Entries for locating named things
--- START ---

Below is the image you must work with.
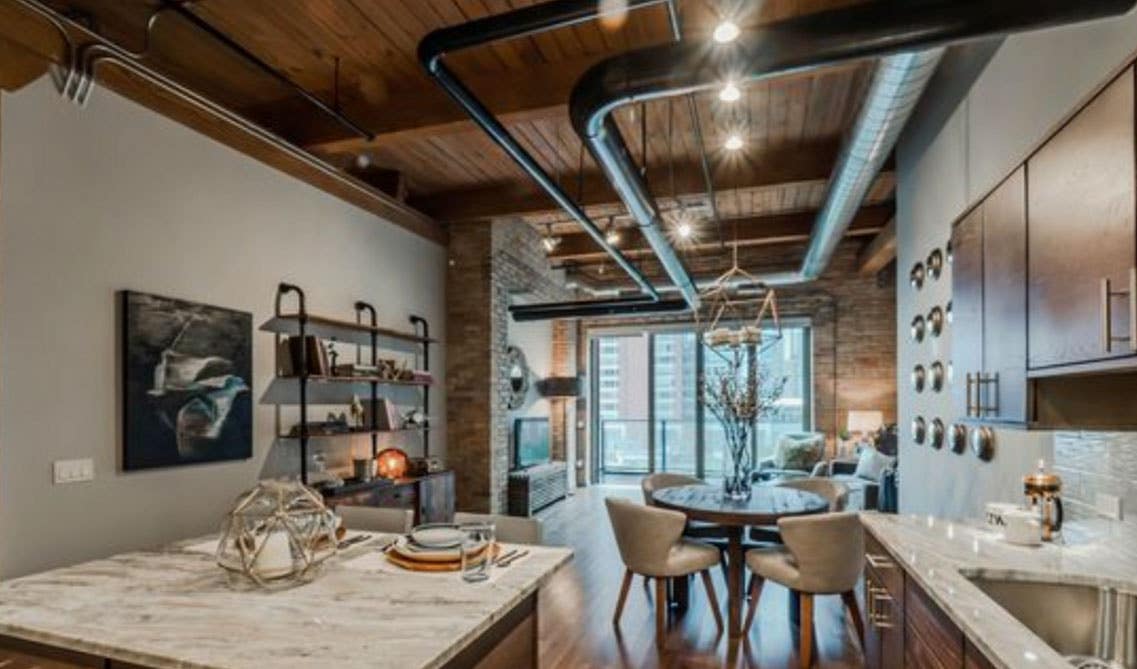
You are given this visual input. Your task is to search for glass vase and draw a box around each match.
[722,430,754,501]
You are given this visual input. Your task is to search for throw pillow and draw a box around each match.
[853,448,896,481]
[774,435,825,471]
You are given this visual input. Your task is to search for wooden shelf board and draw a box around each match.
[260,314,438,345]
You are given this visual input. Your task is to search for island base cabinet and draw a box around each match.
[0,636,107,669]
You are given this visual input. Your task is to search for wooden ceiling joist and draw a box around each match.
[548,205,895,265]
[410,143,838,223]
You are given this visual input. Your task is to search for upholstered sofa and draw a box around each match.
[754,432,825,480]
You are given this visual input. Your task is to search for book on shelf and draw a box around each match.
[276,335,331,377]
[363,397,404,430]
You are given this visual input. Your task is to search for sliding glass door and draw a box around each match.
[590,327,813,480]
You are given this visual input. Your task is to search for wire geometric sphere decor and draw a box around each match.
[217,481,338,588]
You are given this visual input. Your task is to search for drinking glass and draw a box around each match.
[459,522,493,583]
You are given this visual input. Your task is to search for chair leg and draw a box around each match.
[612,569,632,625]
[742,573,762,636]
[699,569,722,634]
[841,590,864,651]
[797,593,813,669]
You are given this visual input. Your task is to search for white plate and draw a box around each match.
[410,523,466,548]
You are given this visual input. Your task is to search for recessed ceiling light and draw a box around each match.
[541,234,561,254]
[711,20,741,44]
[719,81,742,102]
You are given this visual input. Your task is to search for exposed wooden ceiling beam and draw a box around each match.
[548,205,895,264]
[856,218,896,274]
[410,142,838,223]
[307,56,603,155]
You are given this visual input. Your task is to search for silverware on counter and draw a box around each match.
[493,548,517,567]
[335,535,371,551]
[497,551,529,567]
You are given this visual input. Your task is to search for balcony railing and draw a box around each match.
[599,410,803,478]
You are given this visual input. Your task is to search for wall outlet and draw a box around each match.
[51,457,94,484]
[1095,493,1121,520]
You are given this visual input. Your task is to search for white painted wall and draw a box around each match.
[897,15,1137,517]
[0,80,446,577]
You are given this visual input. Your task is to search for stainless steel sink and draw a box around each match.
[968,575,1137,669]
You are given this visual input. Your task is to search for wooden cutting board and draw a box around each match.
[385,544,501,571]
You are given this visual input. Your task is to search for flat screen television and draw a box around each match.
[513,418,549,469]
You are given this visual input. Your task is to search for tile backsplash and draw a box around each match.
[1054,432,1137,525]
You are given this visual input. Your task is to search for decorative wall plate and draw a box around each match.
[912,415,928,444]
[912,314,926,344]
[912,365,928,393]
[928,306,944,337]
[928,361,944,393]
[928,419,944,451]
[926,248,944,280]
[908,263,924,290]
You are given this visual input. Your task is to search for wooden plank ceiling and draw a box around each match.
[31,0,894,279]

--- END ---
--- START ---

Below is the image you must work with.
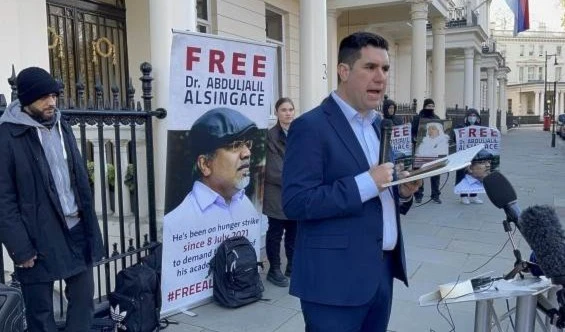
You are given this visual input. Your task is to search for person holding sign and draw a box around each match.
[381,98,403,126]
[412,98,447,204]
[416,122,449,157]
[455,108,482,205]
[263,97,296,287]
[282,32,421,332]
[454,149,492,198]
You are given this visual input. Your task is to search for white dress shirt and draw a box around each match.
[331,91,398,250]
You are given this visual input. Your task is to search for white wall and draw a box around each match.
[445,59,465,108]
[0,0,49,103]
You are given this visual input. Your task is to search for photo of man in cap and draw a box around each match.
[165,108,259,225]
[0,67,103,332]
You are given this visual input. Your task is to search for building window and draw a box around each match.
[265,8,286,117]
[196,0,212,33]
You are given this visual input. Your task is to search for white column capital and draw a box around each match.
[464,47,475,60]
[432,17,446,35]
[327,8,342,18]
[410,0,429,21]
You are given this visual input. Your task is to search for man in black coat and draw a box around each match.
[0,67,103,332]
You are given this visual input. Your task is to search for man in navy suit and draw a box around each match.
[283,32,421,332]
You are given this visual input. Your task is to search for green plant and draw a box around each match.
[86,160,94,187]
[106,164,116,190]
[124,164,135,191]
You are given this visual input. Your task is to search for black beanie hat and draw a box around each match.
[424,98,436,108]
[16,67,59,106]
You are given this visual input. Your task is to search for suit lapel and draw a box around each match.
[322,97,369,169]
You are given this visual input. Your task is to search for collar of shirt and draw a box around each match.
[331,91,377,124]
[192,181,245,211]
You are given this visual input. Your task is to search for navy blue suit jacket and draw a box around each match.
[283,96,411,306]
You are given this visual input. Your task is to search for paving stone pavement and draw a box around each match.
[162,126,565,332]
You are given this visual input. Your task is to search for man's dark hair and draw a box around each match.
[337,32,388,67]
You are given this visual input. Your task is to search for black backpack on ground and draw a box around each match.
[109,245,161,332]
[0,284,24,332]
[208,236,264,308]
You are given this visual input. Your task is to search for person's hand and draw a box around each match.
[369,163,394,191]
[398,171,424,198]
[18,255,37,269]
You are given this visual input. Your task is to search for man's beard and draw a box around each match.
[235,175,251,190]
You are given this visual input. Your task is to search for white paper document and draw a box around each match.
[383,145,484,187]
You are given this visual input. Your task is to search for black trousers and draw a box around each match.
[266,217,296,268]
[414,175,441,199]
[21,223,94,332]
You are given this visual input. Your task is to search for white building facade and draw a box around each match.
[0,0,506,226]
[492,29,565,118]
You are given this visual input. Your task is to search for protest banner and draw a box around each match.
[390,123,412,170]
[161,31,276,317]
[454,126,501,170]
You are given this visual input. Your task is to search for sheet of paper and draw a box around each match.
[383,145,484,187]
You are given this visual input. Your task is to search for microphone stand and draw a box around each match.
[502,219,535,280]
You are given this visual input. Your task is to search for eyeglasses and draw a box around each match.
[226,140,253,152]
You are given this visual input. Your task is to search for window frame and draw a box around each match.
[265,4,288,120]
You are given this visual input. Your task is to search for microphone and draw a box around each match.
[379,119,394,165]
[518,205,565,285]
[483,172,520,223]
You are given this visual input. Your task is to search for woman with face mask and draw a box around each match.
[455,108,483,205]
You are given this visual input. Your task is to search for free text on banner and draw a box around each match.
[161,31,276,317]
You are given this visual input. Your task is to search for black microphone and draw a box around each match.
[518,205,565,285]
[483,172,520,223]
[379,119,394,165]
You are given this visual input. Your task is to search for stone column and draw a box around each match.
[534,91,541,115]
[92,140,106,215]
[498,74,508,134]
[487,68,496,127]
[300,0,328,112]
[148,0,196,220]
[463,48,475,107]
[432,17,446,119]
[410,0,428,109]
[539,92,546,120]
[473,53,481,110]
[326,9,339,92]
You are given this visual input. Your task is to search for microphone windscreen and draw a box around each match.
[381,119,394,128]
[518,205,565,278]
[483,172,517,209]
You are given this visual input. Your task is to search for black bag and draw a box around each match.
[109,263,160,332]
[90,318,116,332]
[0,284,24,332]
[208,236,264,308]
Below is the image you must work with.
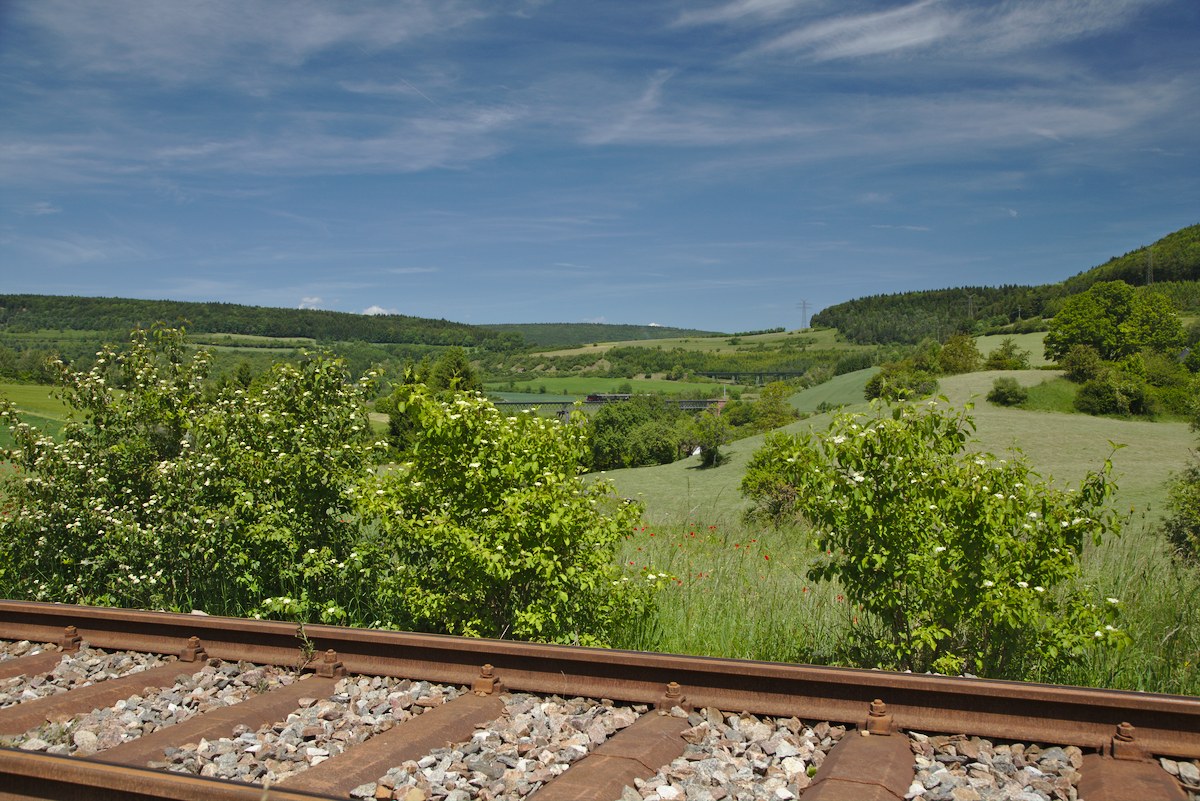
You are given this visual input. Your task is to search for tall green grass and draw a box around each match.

--- END ---

● **DO THIS**
Copy out the items above word for word, everything from the line that contains "joist and draw a box around each match." down to the line that contains "[797,593,813,669]", both included.

● **THE RESULT**
You are given this visual input. Your task is to search for wooden ceiling joist and draw a box around each match.
[548,205,895,265]
[410,143,838,223]
You are given this visual input. Your task is to search for upholstered sofa and draw a box around each match.
[754,432,825,480]
You are given this visual input. Your task is to search for book on shelf and draw a box around each match.
[276,335,331,377]
[363,397,404,430]
You are given this visual input. Your task is to search for sliding glass door and draw a box around each match.
[590,327,813,480]
You are given this visual input. Your task is to search for wire geometric sphere decor and draw a box around each match.
[217,481,338,588]
You are given this visual input. Your task is to search for drinking glass and draw a box around each match.
[459,522,493,583]
You are given this visual input. Your task is to search for chair leg and draw a box around each match.
[612,569,632,625]
[742,573,762,636]
[699,569,722,634]
[841,590,864,651]
[797,593,813,669]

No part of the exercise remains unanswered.